--- Written instruction ---
Extract every line from the rows below that contains the string "camera". Treat uppercase and lowercase as different.

[Part of a data file]
━━━━━━━━━━━━━━━━

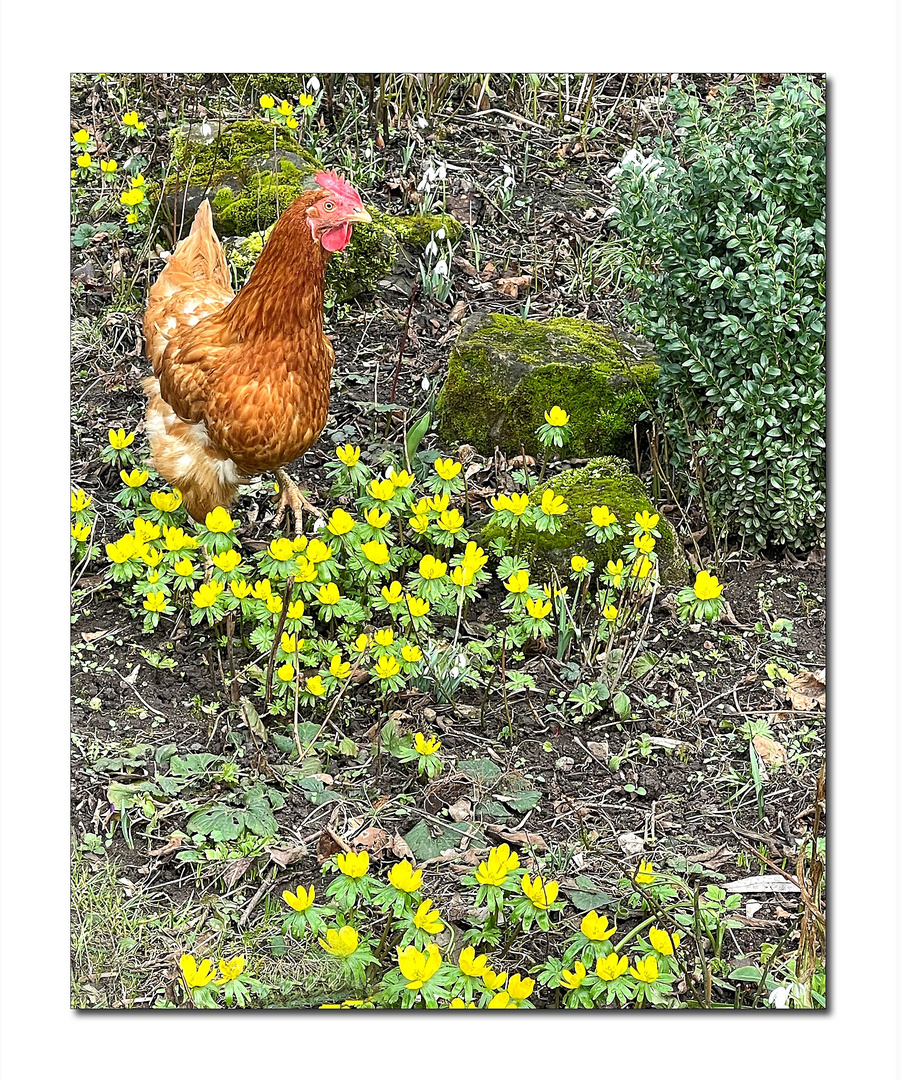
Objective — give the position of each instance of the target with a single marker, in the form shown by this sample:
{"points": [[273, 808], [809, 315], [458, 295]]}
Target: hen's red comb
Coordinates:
{"points": [[335, 184]]}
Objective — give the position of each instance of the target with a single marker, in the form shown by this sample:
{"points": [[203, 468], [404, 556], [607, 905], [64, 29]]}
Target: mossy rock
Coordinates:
{"points": [[505, 373], [607, 482], [250, 170], [373, 253]]}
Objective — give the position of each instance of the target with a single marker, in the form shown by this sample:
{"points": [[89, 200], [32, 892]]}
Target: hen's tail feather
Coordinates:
{"points": [[182, 454]]}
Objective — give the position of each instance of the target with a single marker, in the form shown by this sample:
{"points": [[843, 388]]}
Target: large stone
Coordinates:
{"points": [[505, 373], [602, 482]]}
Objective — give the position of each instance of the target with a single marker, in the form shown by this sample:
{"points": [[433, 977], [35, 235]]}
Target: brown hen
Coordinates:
{"points": [[241, 382]]}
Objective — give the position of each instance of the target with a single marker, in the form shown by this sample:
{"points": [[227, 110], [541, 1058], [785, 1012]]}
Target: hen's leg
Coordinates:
{"points": [[290, 496]]}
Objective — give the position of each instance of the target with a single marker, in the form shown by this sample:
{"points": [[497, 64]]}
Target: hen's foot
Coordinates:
{"points": [[290, 497]]}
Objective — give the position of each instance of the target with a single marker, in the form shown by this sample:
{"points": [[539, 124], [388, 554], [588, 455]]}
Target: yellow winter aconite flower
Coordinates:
{"points": [[573, 980], [340, 523], [338, 667], [541, 893], [431, 568], [539, 608], [353, 864], [595, 927], [516, 582], [707, 588], [219, 521], [340, 943], [348, 455], [500, 862], [646, 521], [661, 941], [376, 552], [381, 489], [118, 440], [644, 543], [446, 468], [645, 875], [404, 877], [392, 594], [281, 550], [386, 667], [195, 975], [553, 504], [602, 516], [557, 417], [80, 500], [227, 561], [472, 964], [301, 900], [135, 478], [520, 988], [230, 969], [314, 686], [610, 967], [330, 594], [451, 521], [418, 968], [428, 920], [416, 606], [646, 971], [378, 518], [207, 594], [166, 501], [426, 746], [402, 478]]}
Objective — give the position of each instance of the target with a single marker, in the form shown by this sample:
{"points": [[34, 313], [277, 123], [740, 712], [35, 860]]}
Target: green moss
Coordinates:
{"points": [[604, 481], [505, 373]]}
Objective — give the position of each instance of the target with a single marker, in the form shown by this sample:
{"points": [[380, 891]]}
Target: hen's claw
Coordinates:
{"points": [[290, 496]]}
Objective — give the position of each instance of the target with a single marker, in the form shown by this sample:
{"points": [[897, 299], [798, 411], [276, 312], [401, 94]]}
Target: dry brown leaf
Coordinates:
{"points": [[770, 752], [806, 690], [512, 836]]}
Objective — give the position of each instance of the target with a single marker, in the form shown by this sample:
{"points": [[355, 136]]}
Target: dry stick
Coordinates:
{"points": [[403, 342], [277, 638]]}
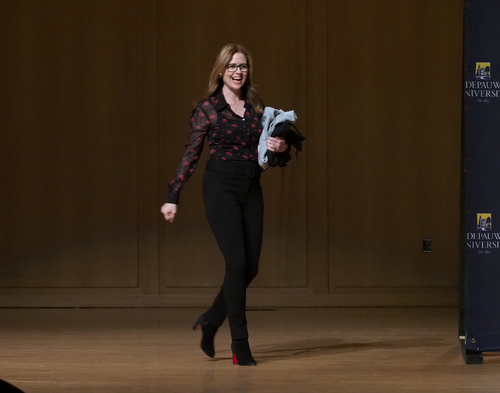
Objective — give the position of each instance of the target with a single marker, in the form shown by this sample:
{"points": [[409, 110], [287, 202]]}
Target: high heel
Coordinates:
{"points": [[208, 334], [242, 355]]}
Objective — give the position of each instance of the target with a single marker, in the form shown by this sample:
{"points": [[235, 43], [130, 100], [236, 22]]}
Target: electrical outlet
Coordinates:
{"points": [[426, 245]]}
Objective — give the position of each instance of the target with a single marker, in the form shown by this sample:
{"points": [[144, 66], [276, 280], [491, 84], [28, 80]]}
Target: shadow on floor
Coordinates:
{"points": [[6, 387], [319, 347]]}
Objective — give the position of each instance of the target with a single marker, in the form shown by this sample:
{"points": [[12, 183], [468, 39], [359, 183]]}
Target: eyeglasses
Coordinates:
{"points": [[233, 67]]}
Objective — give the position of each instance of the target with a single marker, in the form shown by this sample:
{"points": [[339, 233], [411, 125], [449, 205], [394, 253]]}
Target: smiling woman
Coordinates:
{"points": [[230, 118]]}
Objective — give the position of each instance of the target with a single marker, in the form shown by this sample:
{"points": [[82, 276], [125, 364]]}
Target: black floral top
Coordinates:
{"points": [[230, 137]]}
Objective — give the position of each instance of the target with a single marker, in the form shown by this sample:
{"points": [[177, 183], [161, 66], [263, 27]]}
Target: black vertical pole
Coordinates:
{"points": [[479, 311]]}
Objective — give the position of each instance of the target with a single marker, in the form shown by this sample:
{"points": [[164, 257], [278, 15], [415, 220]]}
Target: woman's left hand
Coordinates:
{"points": [[276, 145]]}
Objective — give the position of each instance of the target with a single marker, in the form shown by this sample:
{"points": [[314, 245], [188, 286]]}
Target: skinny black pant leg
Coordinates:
{"points": [[234, 207]]}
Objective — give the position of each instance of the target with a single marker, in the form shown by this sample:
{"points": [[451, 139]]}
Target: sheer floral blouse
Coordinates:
{"points": [[230, 137]]}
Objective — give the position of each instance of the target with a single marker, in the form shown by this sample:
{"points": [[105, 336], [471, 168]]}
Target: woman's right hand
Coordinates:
{"points": [[168, 210]]}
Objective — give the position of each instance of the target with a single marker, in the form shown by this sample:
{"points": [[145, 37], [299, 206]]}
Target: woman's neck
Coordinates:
{"points": [[231, 96]]}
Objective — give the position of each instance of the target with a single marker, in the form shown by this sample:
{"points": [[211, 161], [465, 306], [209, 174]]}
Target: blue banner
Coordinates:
{"points": [[480, 281]]}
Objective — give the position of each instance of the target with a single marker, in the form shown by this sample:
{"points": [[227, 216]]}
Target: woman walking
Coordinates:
{"points": [[230, 118]]}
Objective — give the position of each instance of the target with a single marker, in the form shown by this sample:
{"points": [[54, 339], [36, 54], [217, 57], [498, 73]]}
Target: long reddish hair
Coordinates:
{"points": [[221, 61]]}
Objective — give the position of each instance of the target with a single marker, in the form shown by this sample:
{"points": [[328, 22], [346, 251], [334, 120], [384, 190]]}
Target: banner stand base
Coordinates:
{"points": [[471, 357]]}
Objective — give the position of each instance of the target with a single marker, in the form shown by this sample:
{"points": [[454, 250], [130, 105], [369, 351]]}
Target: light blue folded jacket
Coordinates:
{"points": [[270, 118]]}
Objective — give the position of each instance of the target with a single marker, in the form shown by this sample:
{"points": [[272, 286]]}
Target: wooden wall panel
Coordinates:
{"points": [[191, 34], [94, 109], [394, 96], [69, 144]]}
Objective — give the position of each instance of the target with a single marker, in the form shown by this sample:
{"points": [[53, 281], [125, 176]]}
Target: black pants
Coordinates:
{"points": [[234, 207]]}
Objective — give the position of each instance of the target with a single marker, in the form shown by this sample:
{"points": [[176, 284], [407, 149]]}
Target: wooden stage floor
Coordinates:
{"points": [[299, 350]]}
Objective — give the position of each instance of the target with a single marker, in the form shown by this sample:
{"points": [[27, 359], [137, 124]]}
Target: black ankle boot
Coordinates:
{"points": [[208, 334], [242, 354]]}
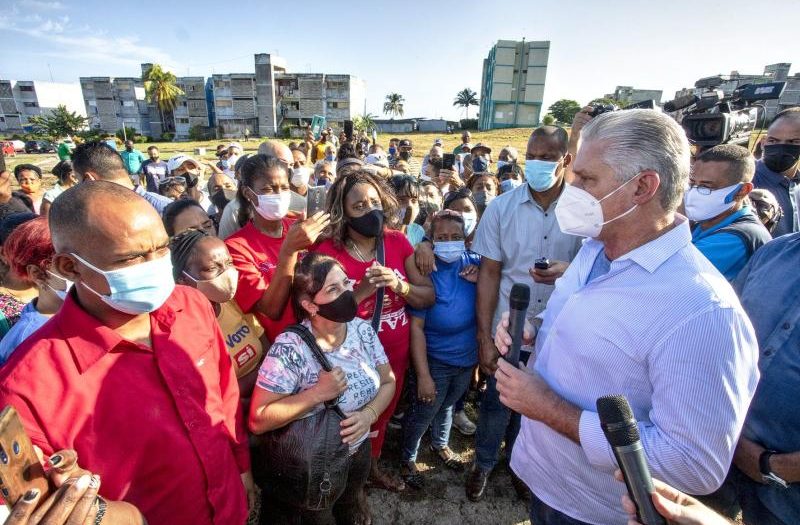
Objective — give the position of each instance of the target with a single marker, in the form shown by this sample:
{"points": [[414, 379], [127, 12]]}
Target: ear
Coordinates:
{"points": [[309, 307], [647, 187], [65, 266]]}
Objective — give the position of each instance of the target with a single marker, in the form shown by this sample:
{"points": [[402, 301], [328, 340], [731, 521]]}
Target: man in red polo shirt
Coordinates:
{"points": [[132, 372]]}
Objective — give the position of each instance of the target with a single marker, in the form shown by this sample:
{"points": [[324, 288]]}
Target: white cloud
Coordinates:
{"points": [[42, 4], [60, 39]]}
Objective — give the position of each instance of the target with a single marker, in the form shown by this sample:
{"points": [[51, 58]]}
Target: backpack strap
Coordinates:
{"points": [[308, 338]]}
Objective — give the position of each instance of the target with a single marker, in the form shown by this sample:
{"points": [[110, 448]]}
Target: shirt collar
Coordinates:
{"points": [[654, 253], [89, 340]]}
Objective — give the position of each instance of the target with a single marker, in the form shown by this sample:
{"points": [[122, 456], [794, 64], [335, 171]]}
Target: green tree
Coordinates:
{"points": [[394, 104], [466, 98], [364, 122], [161, 90], [564, 110], [58, 123]]}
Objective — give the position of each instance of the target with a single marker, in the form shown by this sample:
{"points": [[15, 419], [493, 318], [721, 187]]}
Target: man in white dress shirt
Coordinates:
{"points": [[639, 312]]}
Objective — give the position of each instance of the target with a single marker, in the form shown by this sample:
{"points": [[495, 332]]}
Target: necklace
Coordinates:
{"points": [[360, 255]]}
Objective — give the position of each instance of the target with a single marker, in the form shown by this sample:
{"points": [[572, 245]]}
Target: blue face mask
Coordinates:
{"points": [[449, 251], [540, 174], [137, 289], [509, 184]]}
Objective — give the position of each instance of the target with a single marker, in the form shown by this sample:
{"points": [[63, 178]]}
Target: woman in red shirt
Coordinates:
{"points": [[265, 250], [360, 206]]}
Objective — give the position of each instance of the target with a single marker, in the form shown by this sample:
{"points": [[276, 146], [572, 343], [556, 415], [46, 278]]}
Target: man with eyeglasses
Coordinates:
{"points": [[726, 230]]}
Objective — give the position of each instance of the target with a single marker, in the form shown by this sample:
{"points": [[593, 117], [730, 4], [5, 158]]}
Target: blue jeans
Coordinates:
{"points": [[495, 422], [544, 514], [451, 382]]}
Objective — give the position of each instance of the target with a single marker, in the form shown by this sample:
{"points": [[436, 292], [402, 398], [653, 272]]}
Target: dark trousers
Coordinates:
{"points": [[348, 509], [544, 514]]}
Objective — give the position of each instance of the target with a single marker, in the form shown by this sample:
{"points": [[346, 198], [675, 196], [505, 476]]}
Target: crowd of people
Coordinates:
{"points": [[179, 334]]}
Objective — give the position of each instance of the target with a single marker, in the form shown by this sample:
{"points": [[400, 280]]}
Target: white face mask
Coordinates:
{"points": [[274, 206], [300, 176], [700, 207], [579, 213]]}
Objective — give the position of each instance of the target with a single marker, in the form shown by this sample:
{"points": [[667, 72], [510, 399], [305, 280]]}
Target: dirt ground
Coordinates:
{"points": [[443, 501]]}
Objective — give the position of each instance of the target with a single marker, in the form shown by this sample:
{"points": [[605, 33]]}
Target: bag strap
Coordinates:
{"points": [[308, 338], [376, 315]]}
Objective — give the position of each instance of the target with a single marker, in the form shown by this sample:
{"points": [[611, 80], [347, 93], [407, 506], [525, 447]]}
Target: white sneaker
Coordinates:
{"points": [[463, 423]]}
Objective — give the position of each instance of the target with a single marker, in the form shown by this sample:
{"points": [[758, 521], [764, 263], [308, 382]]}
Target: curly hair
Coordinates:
{"points": [[29, 243], [334, 205], [255, 167]]}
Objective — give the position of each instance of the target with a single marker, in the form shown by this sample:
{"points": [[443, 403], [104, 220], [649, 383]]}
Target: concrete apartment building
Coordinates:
{"points": [[22, 99], [631, 95], [512, 86], [772, 73], [112, 103]]}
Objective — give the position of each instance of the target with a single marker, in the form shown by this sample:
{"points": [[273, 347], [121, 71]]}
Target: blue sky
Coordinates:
{"points": [[426, 51]]}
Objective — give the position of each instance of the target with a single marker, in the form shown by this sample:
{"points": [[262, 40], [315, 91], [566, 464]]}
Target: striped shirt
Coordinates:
{"points": [[664, 328]]}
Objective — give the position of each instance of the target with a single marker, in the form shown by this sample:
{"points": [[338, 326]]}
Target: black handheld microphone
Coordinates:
{"points": [[619, 426], [518, 302]]}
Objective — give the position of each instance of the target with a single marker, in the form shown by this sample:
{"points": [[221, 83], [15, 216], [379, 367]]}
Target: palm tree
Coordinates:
{"points": [[161, 90], [466, 98], [394, 104]]}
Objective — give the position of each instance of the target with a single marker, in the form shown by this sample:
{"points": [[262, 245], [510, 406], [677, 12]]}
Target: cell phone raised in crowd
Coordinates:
{"points": [[448, 161], [20, 469], [315, 199]]}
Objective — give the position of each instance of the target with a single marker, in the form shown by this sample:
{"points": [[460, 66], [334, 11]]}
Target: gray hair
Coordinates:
{"points": [[642, 139]]}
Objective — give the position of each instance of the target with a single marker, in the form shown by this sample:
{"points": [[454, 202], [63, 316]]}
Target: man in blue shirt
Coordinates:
{"points": [[777, 171], [726, 230], [766, 472]]}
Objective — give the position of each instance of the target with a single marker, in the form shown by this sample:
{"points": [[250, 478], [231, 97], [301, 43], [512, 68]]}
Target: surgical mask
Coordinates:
{"points": [[369, 225], [343, 309], [540, 174], [137, 289], [62, 294], [470, 221], [221, 288], [701, 207], [781, 157], [449, 251], [300, 176], [273, 206], [579, 213], [509, 184]]}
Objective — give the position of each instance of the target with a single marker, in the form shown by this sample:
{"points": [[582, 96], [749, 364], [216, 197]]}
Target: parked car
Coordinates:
{"points": [[39, 146]]}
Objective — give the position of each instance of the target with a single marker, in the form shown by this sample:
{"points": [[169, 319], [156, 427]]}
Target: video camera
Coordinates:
{"points": [[714, 118]]}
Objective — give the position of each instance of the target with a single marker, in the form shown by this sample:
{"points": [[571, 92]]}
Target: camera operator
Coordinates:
{"points": [[777, 171], [727, 231]]}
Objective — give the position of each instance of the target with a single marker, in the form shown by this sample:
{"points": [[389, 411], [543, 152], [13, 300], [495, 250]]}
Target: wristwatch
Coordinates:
{"points": [[767, 476]]}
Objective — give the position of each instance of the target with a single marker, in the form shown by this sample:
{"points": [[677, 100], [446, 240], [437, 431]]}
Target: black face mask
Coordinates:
{"points": [[341, 310], [781, 157], [369, 225]]}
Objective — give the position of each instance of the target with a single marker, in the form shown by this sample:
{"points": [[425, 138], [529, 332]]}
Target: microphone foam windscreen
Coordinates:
{"points": [[616, 418]]}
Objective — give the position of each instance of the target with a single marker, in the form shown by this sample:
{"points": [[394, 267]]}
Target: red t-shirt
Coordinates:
{"points": [[255, 256], [161, 425], [395, 329]]}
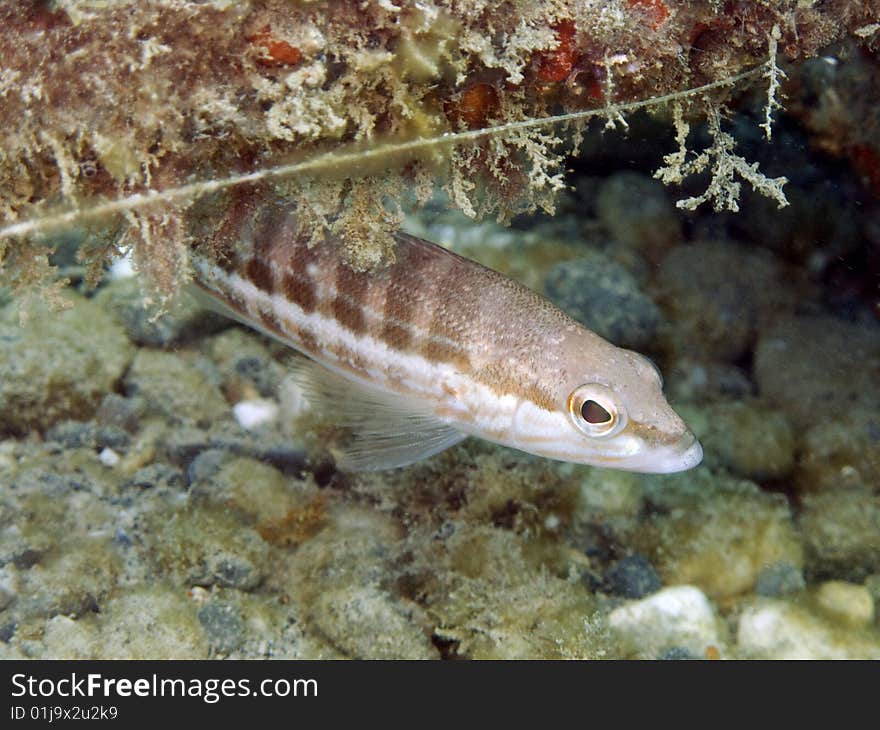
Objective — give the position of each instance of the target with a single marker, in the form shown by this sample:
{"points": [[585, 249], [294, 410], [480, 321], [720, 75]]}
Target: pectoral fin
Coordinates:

━━━━━━━━━━━━━━━━

--- Response to this exercise ---
Target: video camera
Target: camera operator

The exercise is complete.